### WHAT IS REQUIRED
Arrange every line of the material below as a numbered list, omitting any blank lines.

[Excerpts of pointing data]
○ ○ ○ ○ ○
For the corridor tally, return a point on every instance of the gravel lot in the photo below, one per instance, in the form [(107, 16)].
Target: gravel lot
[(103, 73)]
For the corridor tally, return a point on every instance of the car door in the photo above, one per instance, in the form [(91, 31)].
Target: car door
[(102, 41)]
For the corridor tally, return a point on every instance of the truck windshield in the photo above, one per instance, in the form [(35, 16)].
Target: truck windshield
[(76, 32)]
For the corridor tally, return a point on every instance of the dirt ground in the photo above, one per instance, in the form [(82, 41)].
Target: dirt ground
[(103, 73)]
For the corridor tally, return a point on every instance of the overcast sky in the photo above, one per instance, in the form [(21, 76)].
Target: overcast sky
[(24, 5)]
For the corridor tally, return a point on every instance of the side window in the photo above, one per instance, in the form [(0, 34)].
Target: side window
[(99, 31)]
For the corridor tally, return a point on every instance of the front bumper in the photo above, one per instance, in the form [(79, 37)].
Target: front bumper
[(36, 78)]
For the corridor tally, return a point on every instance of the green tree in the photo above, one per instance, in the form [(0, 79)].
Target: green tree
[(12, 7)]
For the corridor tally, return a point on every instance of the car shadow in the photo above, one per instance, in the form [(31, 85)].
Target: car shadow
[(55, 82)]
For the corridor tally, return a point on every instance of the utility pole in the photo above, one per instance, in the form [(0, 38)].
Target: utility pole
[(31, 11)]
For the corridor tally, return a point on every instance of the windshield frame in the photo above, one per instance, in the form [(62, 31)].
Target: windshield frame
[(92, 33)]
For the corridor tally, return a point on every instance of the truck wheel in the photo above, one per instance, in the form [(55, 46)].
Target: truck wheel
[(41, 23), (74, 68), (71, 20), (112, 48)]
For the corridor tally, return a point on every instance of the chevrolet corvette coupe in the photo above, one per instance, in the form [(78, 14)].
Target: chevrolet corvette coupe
○ ○ ○ ○ ○
### SOLUTION
1. For the corridor tally, return a point on every instance of the gravel lot in the photo below, one per instance, in the form [(107, 16)].
2. Target: gravel lot
3. [(103, 73)]
4. For the corridor tally, return a point on every instance of the car door in the photo above, one per instance, in the form [(91, 31)].
5. Target: car door
6. [(102, 41)]
7. For the corridor tally, return a point on every instance of the truck windshield in the photo above, one per instance, in the form [(35, 16)].
8. Target: truck windshield
9. [(76, 32)]
10. For the corridor tally, return a point on every instance of the dirt ground in the photo above, one per instance, in the form [(82, 41)].
11. Target: dirt ground
12. [(103, 73)]
13. For the corridor tally, return a point on every instance of the overcast sky in the photo above, one per instance, in the form [(21, 76)].
14. Target: overcast sky
15. [(24, 5)]
16. For the corridor tally, return a point on every instance of the side window in the photo above, one per instance, in the form [(0, 34)].
17. Target: side window
18. [(99, 31)]
19. For the corridor tally, return a point on every instance of the front bumper in the photo above, one per instance, in the form [(79, 37)].
20. Target: front bumper
21. [(36, 78)]
22. For the corridor tally, return a point on every instance of the green tree in the photo above, one per instance, in the form [(0, 79)].
23. Target: green tree
24. [(12, 7)]
25. For the corridor tally, return a point on every instance of the car shadow in the photo above, one per instance, in the form [(31, 85)].
26. Target: car shadow
27. [(55, 82)]
28. For the corridor tally, return a point on every instance of the utility pole in the photo above, one per instance, in the form [(0, 38)].
29. Target: utility pole
30. [(31, 11)]
31. For the corridor tally, return a point on every instance of the windshield frame in the photo above, one per instance, in the form [(62, 31)].
32. Target: windshield frame
33. [(92, 33)]
34. For the corridor tally, return a point on every instance of the truck wheel in the photo above, one per instance, in the form [(55, 46)].
35. Target: truck wheel
36. [(41, 23), (74, 68), (71, 20), (112, 48)]
37. For the corridor tally, return a point on every instance of the chevrolet corvette coupe in the photo above, one per instance, in the form [(78, 14)].
38. Target: chevrolet corvette coupe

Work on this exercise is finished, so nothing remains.